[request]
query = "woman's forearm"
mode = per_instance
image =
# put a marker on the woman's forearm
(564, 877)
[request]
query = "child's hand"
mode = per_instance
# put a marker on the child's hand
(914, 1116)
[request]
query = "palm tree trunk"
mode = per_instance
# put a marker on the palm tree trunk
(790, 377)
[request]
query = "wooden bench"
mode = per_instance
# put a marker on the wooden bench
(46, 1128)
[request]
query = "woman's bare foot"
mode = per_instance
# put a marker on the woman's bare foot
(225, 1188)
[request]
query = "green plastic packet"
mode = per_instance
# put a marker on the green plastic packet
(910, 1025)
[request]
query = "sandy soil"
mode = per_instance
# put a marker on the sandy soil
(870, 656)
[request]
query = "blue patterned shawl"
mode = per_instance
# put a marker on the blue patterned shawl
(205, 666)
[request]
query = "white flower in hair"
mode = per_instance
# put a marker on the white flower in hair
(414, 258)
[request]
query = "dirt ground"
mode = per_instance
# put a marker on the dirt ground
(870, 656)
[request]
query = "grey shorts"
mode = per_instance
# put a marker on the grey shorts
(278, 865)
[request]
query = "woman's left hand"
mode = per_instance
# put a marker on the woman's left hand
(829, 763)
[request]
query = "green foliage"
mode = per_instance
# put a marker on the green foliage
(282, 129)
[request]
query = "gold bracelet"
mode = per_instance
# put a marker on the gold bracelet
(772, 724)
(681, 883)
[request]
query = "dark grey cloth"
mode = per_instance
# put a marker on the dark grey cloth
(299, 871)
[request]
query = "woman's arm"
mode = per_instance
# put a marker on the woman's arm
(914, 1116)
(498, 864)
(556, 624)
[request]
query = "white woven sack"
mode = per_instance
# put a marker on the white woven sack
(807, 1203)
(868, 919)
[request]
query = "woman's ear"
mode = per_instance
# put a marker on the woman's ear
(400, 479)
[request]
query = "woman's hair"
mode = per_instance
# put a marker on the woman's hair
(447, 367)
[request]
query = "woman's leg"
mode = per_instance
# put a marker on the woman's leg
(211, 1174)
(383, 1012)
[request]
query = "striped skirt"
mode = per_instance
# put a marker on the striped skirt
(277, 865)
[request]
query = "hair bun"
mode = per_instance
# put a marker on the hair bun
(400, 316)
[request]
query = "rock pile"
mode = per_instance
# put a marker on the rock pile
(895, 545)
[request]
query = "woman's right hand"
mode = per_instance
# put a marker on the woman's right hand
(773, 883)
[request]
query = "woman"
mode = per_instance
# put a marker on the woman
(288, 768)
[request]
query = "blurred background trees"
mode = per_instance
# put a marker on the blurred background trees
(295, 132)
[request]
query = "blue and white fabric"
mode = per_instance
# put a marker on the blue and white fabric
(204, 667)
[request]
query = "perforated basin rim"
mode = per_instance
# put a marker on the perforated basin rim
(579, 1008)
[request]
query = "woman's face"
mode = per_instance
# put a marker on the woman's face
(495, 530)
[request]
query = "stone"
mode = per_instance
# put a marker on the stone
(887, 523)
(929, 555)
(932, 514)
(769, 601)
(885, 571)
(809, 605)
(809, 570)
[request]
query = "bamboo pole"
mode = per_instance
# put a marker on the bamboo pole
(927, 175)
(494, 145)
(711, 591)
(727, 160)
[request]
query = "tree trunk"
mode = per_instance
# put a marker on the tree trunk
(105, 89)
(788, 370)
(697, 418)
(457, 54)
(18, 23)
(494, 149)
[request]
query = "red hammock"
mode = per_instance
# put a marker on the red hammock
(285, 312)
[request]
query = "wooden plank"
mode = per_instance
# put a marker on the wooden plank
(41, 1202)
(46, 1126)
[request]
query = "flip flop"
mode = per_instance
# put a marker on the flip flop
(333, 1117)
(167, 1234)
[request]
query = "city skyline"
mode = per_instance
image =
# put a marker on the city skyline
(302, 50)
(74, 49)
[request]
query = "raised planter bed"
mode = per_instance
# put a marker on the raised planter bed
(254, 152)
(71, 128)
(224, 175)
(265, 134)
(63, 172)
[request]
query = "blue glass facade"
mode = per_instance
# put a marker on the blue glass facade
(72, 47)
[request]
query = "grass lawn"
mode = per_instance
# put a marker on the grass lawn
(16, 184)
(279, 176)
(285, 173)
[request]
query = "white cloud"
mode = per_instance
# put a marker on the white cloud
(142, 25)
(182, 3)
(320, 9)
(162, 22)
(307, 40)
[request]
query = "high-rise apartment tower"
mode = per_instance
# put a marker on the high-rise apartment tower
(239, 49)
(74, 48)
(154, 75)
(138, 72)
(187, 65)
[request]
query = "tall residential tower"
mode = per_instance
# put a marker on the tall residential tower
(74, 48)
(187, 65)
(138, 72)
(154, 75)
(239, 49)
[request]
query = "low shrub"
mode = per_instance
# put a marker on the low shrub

* What you should do: Using the exact wording, write out all of the records.

* Task result:
[request]
query = "woman's forearm"
mode = per_instance
image =
# put a marker on the woman's forearm
(564, 877)
[request]
query = "child's hand"
mode = per_instance
# put a marker on the child's hand
(914, 1116)
[request]
query = "palm tree trunk"
mode = per_instance
# put a marker on the palm tree trunk
(790, 377)
[request]
query = "wooden bench"
mode = per_instance
# put a marker on the wooden bench
(46, 1128)
[request]
query = "woman's bare foot"
mode = per_instance
# put a marker on the woman's bare foot
(225, 1188)
[request]
query = "green plastic packet"
mode = per_instance
# put a marker on the green plastic packet
(910, 1025)
[request]
query = "sandy soil"
mode = per_instance
# put a marker on the sandy soil
(870, 656)
[request]
query = "blue patterned shawl"
mode = per_instance
# put a marker on the blue patterned shawl
(205, 666)
[request]
query = "white flower in hair"
mode = per_instance
# put a marker on the white flower in hair
(414, 258)
[request]
query = "dirt ground"
mode = per_instance
# put a marker on the dirt ground
(870, 656)
[request]
query = "grey shorts"
mode = per_instance
# put a marker on the grey shorts
(278, 865)
[request]
query = "woman's left hand"
mode = per_instance
# put a marker on the woman's left hand
(829, 763)
[request]
query = "green foliage"
mode = per_instance
# put a marker on the green foliage
(282, 129)
[request]
query = "gold bracelet"
mode = per_instance
# put a marker on the gold bracelet
(772, 724)
(681, 883)
[request]
query = "dark grey cloth"
mode = per_instance
# put a marker on the dark grey cloth
(299, 871)
[request]
query = "woman's arm"
mode = per_instance
# put a marker on the woman's arm
(914, 1116)
(498, 864)
(556, 624)
[request]
query = "white woven sack"
mode = per_instance
# put a marker on the white woven sack
(807, 1203)
(868, 919)
[request]
query = "woman's ear"
mode = per_instance
# put a marker on the woman's ear
(400, 479)
[request]
query = "woman's hair"
mode = per_instance
# put a marker on the woman's hair
(447, 367)
[request]
query = "woman's leg"
mode = per_instance
# put a marker on the woman's leg
(211, 1174)
(383, 1012)
[request]
query = "striped skirt"
mode = per_instance
# put a marker on the striped skirt
(277, 865)
[request]
query = "hair bun"
mode = per_instance
# put a marker on the hair bun
(400, 316)
[request]
query = "rock pile"
mode = per_instance
# put a marker on the rock pile
(895, 545)
[request]
query = "woman's right hand"
mode = per_instance
# put a marker on the woman's right hand
(773, 883)
[request]
query = "woman"
mode = per_instance
# put a marker on the woman
(288, 768)
[request]
query = "blurred background trees"
mode = per_instance
# put a marker on the blurred background trees
(295, 132)
[request]
query = "blue and white fabric"
mode = per_instance
# put a marker on the blue and white fabric
(204, 667)
[request]
query = "perforated basin rim"
mode = per_instance
# put a marker on the perforated basin rim
(579, 1008)
[request]
query = "woman's face"
mode = per_instance
# put a marker on the woman's face
(495, 530)
[request]
query = "stone"
mode = per_instance
# put a marker on the stone
(887, 523)
(929, 555)
(932, 514)
(769, 601)
(885, 571)
(809, 605)
(809, 570)
[request]
query = "bamboo pole"
mode = per_instance
# put a marker on the bamboo pole
(927, 175)
(494, 145)
(711, 591)
(727, 160)
[request]
query = "tree trunk"
mode = per_instance
# put a marker on the tree trunk
(105, 89)
(788, 370)
(697, 418)
(457, 54)
(18, 23)
(494, 149)
[request]
query = "red hammock"
mode = per_instance
# put a marker on the red hammock
(285, 312)
[request]
query = "wooden plank"
mode = per_instance
# put a marker on the wooden plank
(41, 1202)
(46, 1126)
[request]
query = "flip flop"
mode = per_instance
# put a marker on the flip flop
(333, 1117)
(167, 1234)
[request]
query = "city skyline"
mode = per_instance
image =
# put a marker on the city skyline
(302, 50)
(74, 49)
[request]
query = "raised planter bed"
mode = per_instance
# put a marker on the raised planter bed
(254, 152)
(71, 128)
(224, 175)
(265, 134)
(63, 172)
[request]
query = "blue glass facade"
mode = per_instance
# put a marker on the blue glass facade
(72, 47)
[request]
query = "grass lawn"
mode = per_instance
# put a marker on the grass lawn
(16, 184)
(279, 176)
(285, 173)
[request]
query = "white cloud"
mode = per_instance
# put a marker on the white cloud
(142, 25)
(182, 3)
(320, 9)
(162, 22)
(307, 40)
[request]
query = "high-rise apartment tower"
mode = per_instance
# put a marker on the high-rise apartment tower
(239, 49)
(74, 48)
(154, 75)
(138, 72)
(187, 65)
[request]
query = "tall residential tower"
mode = per_instance
# put a marker on the tall residential tower
(74, 48)
(187, 65)
(138, 72)
(154, 75)
(239, 49)
[request]
query = "low shrub"
mode = per_instance
# put a marker on the low shrub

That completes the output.